## Exercise brief
Whenever a line in the records below contains "metal", pick it out.

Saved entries
# # # # #

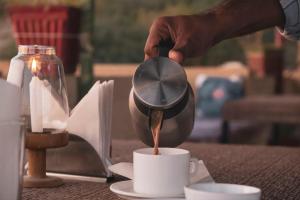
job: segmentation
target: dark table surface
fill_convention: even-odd
[[[113,141],[113,162],[132,161],[141,142]],[[256,186],[262,199],[300,200],[300,148],[184,143],[180,146],[202,159],[216,182]],[[66,181],[59,188],[24,189],[24,200],[119,199],[108,183]]]

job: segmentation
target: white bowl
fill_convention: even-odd
[[[187,200],[259,200],[261,190],[246,185],[198,183],[184,188]]]

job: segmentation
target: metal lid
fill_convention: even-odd
[[[167,109],[180,101],[187,90],[184,69],[166,57],[142,63],[133,76],[135,95],[151,108]]]
[[[54,47],[43,45],[19,45],[18,53],[55,55],[55,49]]]

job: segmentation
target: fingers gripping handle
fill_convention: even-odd
[[[158,45],[159,56],[169,57],[169,51],[173,48],[174,44],[171,40],[162,40]]]

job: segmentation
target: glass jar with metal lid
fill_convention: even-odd
[[[66,128],[69,105],[61,60],[50,46],[20,45],[7,81],[22,91],[22,117],[32,132]]]

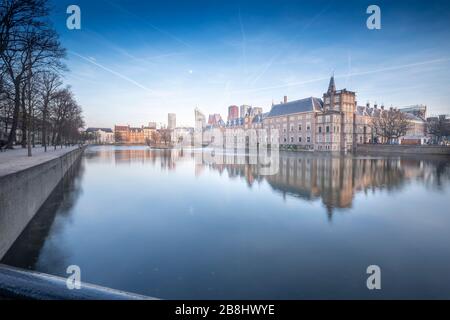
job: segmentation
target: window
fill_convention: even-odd
[[[287,141],[286,138],[284,138],[283,141],[286,142]]]
[[[326,131],[327,131],[327,133],[330,133],[330,126],[326,127]]]
[[[301,124],[298,126],[298,131],[302,131],[302,125]]]
[[[294,137],[291,137],[291,142],[294,142]]]
[[[291,131],[294,131],[294,126],[293,125],[291,125]]]
[[[319,127],[319,133],[322,133],[322,127]]]
[[[311,137],[307,137],[306,142],[311,142]]]
[[[298,142],[302,142],[302,137],[298,137]]]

# # # # #

## Exercise solution
target: metal lid
target: glass jar with metal lid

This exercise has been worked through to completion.